> _What needs to be done_
Repeat exactly the lines that run from the one containing "Target: white wall" to the end of the data, and leave out all others.

> _Stored records_

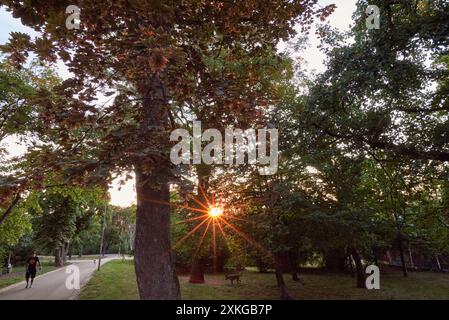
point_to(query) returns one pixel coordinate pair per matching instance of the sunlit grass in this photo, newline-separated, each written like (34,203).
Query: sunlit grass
(117,280)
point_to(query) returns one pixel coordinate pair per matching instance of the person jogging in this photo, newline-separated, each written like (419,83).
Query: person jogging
(31,268)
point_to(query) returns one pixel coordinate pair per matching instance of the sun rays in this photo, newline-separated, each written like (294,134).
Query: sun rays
(212,219)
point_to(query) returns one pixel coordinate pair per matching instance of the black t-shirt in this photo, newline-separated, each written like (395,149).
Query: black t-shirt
(32,263)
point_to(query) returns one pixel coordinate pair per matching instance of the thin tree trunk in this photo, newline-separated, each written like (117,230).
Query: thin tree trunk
(155,271)
(294,268)
(351,266)
(359,268)
(280,281)
(10,208)
(58,260)
(197,271)
(412,264)
(401,254)
(438,262)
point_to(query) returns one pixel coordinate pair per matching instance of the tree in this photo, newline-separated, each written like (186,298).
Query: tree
(61,215)
(159,50)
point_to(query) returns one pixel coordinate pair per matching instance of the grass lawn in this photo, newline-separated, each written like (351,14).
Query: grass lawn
(18,273)
(116,280)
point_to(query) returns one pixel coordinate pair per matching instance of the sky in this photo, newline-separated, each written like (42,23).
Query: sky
(125,196)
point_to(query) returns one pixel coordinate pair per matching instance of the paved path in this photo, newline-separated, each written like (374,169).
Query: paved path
(51,285)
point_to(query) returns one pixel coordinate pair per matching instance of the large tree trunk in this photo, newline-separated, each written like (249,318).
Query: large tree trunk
(198,264)
(360,272)
(155,271)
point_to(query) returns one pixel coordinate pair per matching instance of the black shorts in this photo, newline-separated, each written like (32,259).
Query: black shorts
(30,274)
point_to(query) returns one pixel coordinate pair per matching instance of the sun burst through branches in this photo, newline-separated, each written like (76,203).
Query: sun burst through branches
(215,212)
(212,218)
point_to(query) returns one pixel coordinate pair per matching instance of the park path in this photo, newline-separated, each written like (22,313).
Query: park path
(51,285)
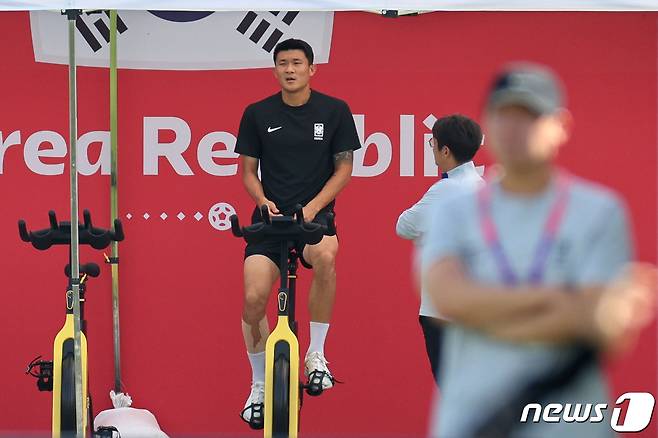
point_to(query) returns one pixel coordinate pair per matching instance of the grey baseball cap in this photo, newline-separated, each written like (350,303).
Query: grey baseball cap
(529,85)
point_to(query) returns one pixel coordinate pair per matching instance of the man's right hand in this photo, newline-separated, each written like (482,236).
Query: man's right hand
(625,307)
(271,206)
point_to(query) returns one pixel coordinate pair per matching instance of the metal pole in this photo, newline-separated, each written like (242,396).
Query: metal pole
(75,264)
(114,199)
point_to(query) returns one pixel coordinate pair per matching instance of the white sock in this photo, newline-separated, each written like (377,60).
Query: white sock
(318,336)
(257,361)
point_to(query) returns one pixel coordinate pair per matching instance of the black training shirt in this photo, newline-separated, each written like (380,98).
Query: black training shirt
(296,145)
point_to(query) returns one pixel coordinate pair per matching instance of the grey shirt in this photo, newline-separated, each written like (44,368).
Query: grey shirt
(412,223)
(481,374)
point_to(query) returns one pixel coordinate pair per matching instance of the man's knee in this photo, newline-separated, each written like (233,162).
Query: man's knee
(255,300)
(324,261)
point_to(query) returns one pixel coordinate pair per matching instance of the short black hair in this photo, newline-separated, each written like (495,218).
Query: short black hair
(295,44)
(462,135)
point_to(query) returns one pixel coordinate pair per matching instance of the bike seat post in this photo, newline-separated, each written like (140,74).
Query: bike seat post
(292,281)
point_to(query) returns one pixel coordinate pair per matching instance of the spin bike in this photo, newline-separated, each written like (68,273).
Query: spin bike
(283,389)
(58,375)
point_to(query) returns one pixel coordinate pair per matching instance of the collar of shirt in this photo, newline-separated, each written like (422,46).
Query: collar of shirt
(461,171)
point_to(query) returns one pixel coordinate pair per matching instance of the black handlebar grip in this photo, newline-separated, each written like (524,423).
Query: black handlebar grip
(299,213)
(118,231)
(22,231)
(53,219)
(91,269)
(331,225)
(265,214)
(235,225)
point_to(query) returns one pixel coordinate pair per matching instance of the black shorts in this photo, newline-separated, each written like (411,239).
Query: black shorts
(272,250)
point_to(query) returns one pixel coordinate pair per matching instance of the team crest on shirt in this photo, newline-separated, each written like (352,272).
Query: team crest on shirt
(318,131)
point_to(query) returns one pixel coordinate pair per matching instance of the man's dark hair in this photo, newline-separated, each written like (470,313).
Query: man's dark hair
(295,44)
(462,135)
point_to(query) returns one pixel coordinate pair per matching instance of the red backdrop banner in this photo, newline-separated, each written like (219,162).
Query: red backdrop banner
(181,278)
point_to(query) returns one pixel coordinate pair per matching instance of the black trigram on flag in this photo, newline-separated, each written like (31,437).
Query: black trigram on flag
(102,28)
(263,26)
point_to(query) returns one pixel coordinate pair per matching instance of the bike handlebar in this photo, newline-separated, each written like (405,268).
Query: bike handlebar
(284,228)
(59,233)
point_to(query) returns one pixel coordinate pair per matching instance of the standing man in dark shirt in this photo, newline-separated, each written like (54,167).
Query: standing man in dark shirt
(303,141)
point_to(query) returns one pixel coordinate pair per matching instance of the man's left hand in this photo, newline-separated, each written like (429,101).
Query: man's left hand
(310,212)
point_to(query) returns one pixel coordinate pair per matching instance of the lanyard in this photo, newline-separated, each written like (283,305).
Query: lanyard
(549,234)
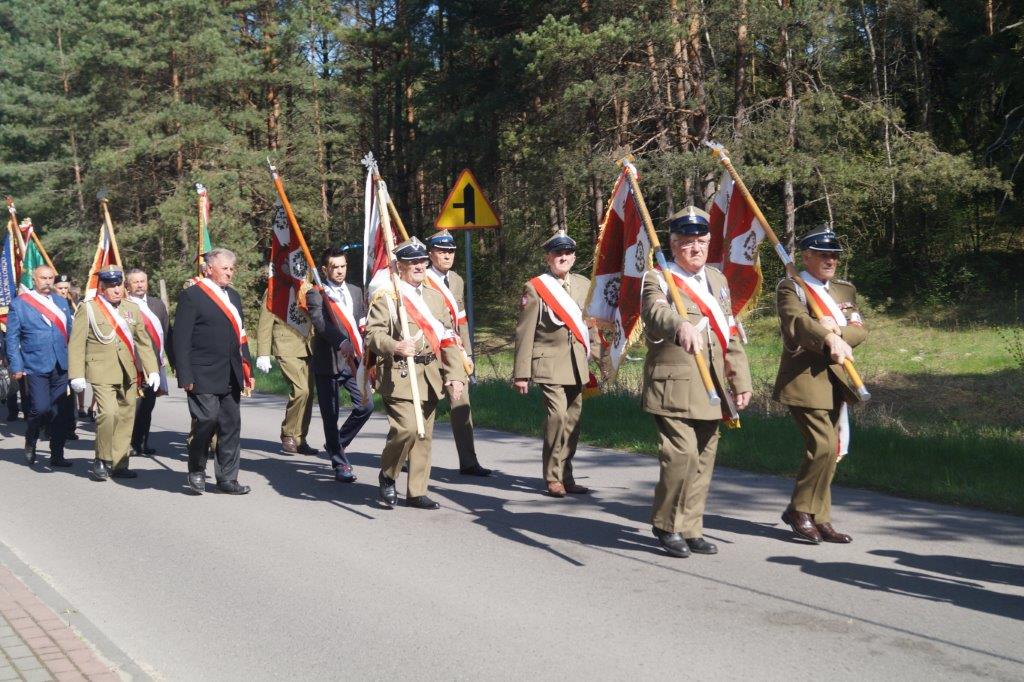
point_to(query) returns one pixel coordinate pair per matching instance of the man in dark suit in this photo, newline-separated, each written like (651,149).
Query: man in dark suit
(213,366)
(38,329)
(337,352)
(157,325)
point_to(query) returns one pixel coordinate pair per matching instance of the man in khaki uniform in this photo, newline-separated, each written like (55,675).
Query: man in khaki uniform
(673,390)
(440,249)
(552,350)
(111,349)
(812,381)
(275,337)
(431,346)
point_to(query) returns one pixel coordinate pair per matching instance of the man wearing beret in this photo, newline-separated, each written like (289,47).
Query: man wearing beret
(553,343)
(432,349)
(440,249)
(111,350)
(673,391)
(812,381)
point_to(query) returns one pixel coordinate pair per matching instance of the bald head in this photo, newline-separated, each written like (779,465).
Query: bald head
(42,280)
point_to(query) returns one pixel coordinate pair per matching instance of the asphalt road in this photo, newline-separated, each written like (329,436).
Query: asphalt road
(309,579)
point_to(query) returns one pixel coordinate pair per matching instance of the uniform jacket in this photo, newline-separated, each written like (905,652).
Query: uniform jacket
(206,346)
(278,338)
(806,374)
(672,385)
(109,364)
(330,335)
(546,351)
(383,333)
(34,345)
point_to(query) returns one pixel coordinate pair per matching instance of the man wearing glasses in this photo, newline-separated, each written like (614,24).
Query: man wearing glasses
(673,392)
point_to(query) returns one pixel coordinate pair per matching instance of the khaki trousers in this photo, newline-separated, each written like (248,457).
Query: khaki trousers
(299,375)
(115,419)
(402,442)
(561,430)
(686,455)
(812,493)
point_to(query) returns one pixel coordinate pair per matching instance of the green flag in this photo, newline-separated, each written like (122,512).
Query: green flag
(33,259)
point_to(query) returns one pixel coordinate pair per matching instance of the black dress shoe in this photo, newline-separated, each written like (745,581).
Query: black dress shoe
(475,470)
(232,487)
(700,546)
(388,496)
(422,502)
(197,482)
(98,471)
(672,542)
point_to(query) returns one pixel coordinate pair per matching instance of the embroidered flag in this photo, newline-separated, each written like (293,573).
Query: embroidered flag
(287,275)
(624,254)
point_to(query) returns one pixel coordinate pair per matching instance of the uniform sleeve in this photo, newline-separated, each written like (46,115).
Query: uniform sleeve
(379,336)
(659,316)
(76,344)
(796,321)
(524,333)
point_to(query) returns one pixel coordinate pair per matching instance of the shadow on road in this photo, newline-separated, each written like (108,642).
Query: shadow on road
(911,584)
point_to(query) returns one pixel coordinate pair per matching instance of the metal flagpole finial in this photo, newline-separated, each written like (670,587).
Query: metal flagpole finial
(370,162)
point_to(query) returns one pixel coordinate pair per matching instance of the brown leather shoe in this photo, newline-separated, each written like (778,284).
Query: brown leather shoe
(556,489)
(289,446)
(830,535)
(802,523)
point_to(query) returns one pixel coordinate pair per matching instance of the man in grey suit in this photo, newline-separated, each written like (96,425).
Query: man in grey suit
(337,348)
(157,324)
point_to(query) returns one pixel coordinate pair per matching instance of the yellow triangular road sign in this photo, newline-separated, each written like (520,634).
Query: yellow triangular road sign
(466,207)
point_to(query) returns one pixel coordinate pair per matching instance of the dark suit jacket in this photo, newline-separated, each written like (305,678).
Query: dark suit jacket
(330,335)
(206,347)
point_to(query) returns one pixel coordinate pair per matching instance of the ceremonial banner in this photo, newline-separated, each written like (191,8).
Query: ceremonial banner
(287,275)
(375,255)
(738,233)
(624,254)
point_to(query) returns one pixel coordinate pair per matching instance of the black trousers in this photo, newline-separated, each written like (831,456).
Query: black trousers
(213,413)
(49,406)
(143,418)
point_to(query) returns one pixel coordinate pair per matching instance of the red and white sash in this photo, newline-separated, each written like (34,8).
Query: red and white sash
(153,326)
(342,310)
(233,316)
(563,306)
(436,283)
(52,314)
(828,306)
(721,324)
(432,329)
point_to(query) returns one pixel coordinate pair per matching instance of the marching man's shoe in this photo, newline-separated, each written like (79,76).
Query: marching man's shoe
(388,495)
(803,524)
(672,542)
(830,535)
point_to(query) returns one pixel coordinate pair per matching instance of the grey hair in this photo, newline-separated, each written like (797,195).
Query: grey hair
(217,254)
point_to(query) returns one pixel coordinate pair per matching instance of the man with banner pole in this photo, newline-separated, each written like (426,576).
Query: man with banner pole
(553,344)
(285,330)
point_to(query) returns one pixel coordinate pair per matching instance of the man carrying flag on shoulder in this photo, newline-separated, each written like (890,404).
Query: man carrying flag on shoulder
(812,382)
(552,346)
(673,391)
(39,327)
(440,276)
(109,332)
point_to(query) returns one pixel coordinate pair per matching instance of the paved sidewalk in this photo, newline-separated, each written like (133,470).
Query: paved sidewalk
(36,645)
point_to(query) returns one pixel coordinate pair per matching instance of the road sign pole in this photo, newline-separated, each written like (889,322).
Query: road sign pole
(469,297)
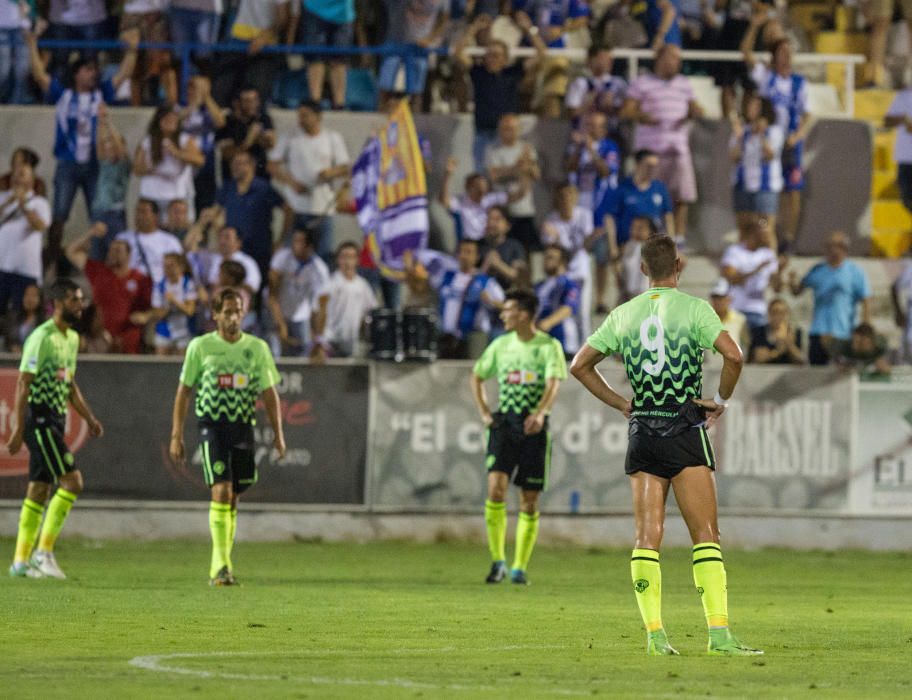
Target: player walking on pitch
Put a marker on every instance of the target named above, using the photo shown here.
(529, 365)
(229, 370)
(661, 335)
(47, 384)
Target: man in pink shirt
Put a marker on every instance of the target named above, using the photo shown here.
(662, 105)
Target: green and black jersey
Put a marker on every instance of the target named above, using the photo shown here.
(50, 355)
(228, 377)
(522, 369)
(660, 335)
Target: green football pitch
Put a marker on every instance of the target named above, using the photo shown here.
(393, 620)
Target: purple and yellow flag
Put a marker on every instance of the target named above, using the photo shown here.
(390, 191)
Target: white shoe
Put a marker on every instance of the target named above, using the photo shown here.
(46, 564)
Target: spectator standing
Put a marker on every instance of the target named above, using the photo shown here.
(558, 301)
(82, 21)
(76, 128)
(14, 60)
(257, 24)
(839, 285)
(899, 116)
(121, 293)
(24, 217)
(733, 321)
(788, 92)
(307, 162)
(495, 83)
(597, 89)
(413, 26)
(20, 322)
(756, 150)
(202, 118)
(299, 298)
(351, 299)
(510, 162)
(751, 267)
(662, 105)
(248, 128)
(778, 342)
(248, 203)
(468, 297)
(114, 167)
(502, 257)
(570, 227)
(148, 243)
(165, 159)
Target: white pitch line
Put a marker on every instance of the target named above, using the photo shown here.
(154, 663)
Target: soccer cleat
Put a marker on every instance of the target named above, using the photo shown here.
(46, 564)
(22, 569)
(498, 572)
(723, 643)
(223, 578)
(518, 576)
(657, 644)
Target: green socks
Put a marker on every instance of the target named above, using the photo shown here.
(58, 509)
(220, 527)
(647, 582)
(526, 533)
(496, 523)
(29, 523)
(709, 578)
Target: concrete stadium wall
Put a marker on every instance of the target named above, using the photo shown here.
(838, 161)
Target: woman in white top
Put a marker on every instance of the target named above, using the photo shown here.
(165, 160)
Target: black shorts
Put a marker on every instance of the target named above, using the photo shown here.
(49, 457)
(526, 457)
(666, 452)
(228, 454)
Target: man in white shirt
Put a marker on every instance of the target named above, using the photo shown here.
(229, 248)
(751, 267)
(306, 163)
(900, 116)
(508, 161)
(24, 217)
(298, 298)
(351, 299)
(148, 243)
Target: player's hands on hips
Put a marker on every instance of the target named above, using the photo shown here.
(14, 444)
(713, 410)
(534, 423)
(279, 445)
(96, 429)
(176, 450)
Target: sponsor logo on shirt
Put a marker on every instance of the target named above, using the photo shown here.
(233, 381)
(522, 376)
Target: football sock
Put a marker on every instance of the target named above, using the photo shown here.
(526, 532)
(232, 530)
(710, 580)
(647, 582)
(496, 523)
(29, 523)
(58, 509)
(220, 527)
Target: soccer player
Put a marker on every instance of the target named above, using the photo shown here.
(47, 384)
(661, 335)
(529, 366)
(229, 370)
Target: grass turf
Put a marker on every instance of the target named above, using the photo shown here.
(392, 620)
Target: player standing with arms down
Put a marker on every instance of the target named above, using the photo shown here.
(229, 370)
(47, 384)
(661, 335)
(529, 365)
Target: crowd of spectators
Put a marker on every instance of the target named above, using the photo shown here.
(212, 172)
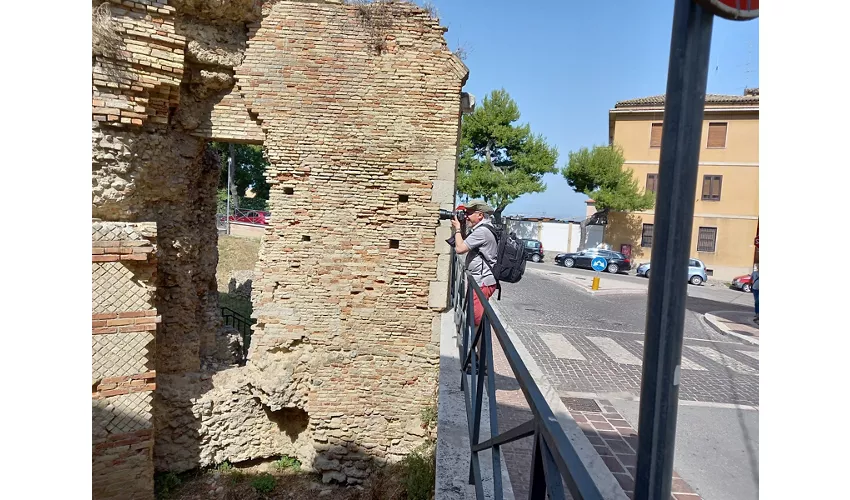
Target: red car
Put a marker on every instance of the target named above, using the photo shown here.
(251, 217)
(743, 283)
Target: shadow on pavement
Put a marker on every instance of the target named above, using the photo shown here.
(702, 306)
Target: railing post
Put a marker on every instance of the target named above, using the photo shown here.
(683, 116)
(537, 478)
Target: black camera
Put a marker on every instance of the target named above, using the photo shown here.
(448, 215)
(461, 217)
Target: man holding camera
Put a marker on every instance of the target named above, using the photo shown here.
(479, 244)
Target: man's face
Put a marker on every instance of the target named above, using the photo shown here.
(474, 216)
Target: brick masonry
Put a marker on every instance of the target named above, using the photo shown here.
(360, 125)
(123, 325)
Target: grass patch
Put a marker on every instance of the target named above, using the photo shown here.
(420, 472)
(238, 304)
(166, 485)
(235, 254)
(428, 415)
(264, 483)
(287, 463)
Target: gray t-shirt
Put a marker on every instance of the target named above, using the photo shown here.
(481, 239)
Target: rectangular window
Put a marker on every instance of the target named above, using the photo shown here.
(655, 136)
(717, 135)
(651, 183)
(711, 187)
(707, 239)
(646, 236)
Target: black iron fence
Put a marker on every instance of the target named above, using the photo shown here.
(556, 465)
(242, 325)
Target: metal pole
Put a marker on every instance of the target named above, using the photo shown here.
(683, 114)
(230, 163)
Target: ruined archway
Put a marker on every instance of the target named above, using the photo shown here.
(360, 126)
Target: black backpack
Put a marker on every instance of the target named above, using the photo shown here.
(510, 258)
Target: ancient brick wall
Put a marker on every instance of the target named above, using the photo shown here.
(123, 350)
(361, 127)
(348, 284)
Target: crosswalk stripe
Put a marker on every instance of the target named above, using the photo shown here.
(615, 351)
(723, 359)
(687, 364)
(752, 354)
(561, 347)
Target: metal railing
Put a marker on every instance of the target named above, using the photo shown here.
(555, 462)
(242, 325)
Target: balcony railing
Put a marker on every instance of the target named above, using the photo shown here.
(556, 466)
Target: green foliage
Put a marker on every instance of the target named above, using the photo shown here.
(599, 174)
(249, 171)
(286, 462)
(255, 203)
(500, 161)
(428, 415)
(166, 484)
(264, 483)
(420, 468)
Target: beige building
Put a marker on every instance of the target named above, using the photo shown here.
(726, 206)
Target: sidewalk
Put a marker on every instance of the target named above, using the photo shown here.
(735, 324)
(603, 438)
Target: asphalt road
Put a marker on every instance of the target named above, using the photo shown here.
(592, 347)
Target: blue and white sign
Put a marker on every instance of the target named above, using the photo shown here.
(599, 263)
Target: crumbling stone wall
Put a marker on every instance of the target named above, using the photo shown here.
(362, 140)
(123, 351)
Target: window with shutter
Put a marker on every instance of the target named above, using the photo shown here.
(651, 183)
(646, 236)
(711, 187)
(655, 136)
(707, 239)
(717, 135)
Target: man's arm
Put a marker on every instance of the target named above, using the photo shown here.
(461, 246)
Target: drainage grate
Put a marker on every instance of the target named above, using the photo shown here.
(580, 404)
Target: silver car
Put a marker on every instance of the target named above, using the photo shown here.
(696, 271)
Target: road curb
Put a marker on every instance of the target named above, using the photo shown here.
(715, 323)
(601, 291)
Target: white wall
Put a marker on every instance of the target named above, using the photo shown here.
(555, 236)
(525, 229)
(594, 236)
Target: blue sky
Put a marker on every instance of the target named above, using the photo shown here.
(567, 62)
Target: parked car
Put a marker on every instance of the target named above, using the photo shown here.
(696, 271)
(616, 261)
(743, 283)
(533, 250)
(251, 217)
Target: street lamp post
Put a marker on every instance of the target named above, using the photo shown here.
(684, 107)
(677, 179)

> _Output below_
Target: white wall
Put a marker on every instance of the target named above, using the photo shown here.
(555, 236)
(525, 229)
(594, 236)
Target: blue sky
Put a marker on every instance of the target named above, using the photo shown here.
(567, 62)
Target: parked car
Put a marker on every instance of the target named above, using the photo shown here.
(696, 271)
(616, 261)
(743, 283)
(533, 250)
(251, 217)
Target: street lamp post
Put a marker on every instance of the target named above, using the photo shown here.
(684, 107)
(677, 179)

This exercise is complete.